Görevler:
1) Okuma metnine göre, iletişimcilerin işlerini yaparken kullanacağı en önemli enstrümanlardan biri nedir?
2) Okuma metninin "Hikâye anlatımı, hikâye" sözcüklerinden "ulaşmanız imkânsız olur." sözcüklerine kadar (bunlar da dahil) olan kısmını yeniden yazın ve "etkili mesajlar" ifadesini "güçlü mesajlar" ile değiştirin.

Okuma Metni:
================================

Hikâyelerimizle fark yaratıyoruz

Hikâyelerimizle fark yaratıyoruz

Hikâye anlatımı, hikâye anlatıcılığı özellikle son yıllarda gündemde olan bir konu. Markaların, firmaların, STK’ların etkili mesajlar vermesinde son derece önemli bir fonksiyonu olan hikâyeler, iletişimcilerin de işlerini yaparken kullanacağı en önemli enstrümanlardan biri aslında. İster iletişim kurmak, ister temsil ettiğiniz kurumu ve markayı anlatmak için olsun, mutlaka insanları harekete geçirmek için etkileyici bir hikâye anlatmanız gerekiyor. Temsil ettiğiniz kurumu hitap ettiğiniz kitleye hikâyelerle anlatmak, etkili mesajlar vermek ve fark yaratmak için de son derece önemli. Çünkü hikâyeniz yoksa sizi kimse dinlemez. Dinlemezlerse vermek istediğiniz mesajı anlamazlar. Anlamazlarsa da iletişim hedeflerinize ulaşmanız imkânsız olur.
İnsanları belli değerler etrafında toplayan, ağızdan ağıza, kulaktan kulağa aktarılan hikâyesi olan kurumlar uzun yıllar varlıklarını sürdürür, insanların gönüllerindeki yerini korurlar. Her marka, firma hatta STK’lar insana bir vaatte bulunur. Bu vaatle birlikte karşısındakine bir hayal kurdurur. Bu hayal aslında o firmanın kendi iç dinamikleri ve değerleri ile oluşturduğu kendi hikâyesidir. İnsanlar bu hikâyeyi alıp kişiselleştirdiğinde, büyük resimle bağlantı kurup anlamlandırdığında artık o kurumu daha yakından tanıyabilir. Kurumlar da bu güçten yola çıkarak varlıklarını daha kalıcı ve etkili bir şekle büründürebilirler.

================================

Çalışma Malzemesi:
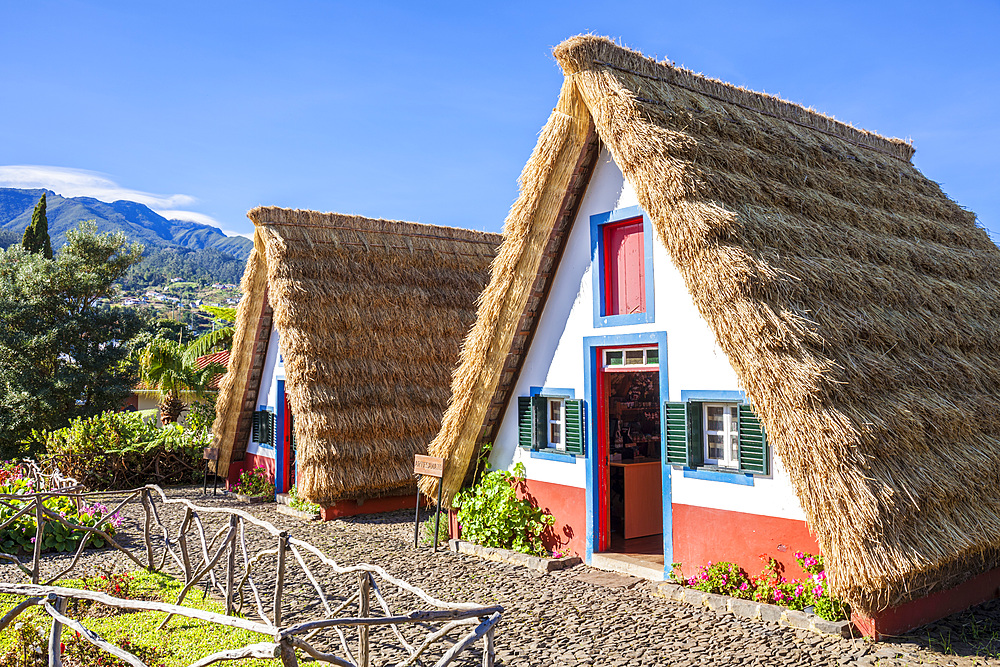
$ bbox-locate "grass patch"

================================

Görevlere Göre Sonuçlar:
1) Hikâyeler.

2)
Hikâye anlatımı, hikâye anlatıcılığı özellikle son yıllarda gündemde olan bir konu. Markaların, firmaların, STK’ların güçlü mesajlar vermesinde son derece önemli bir fonksiyonu olan hikâyeler, iletişimcilerin de işlerini yaparken kullanacağı en önemli enstrümanlardan biri aslında. İster iletişim kurmak, ister temsil ettiğiniz kurumu ve markayı anlatmak için olsun, mutlaka insanları harekete geçirmek için etkileyici bir hikâye anlatmanız gerekiyor. Temsil ettiğiniz kurumu hitap ettiğiniz kitleye hikâyelerle anlatmak, güçlü mesajlar vermek ve fark yaratmak için de son derece önemli. Çünkü hikâyeniz yoksa sizi kimse dinlemez. Dinlemezlerse vermek istediğiniz mesajı anlamazlar. Anlamazlarsa da iletişim hedeflerinize ulaşmanız imkânsız olur.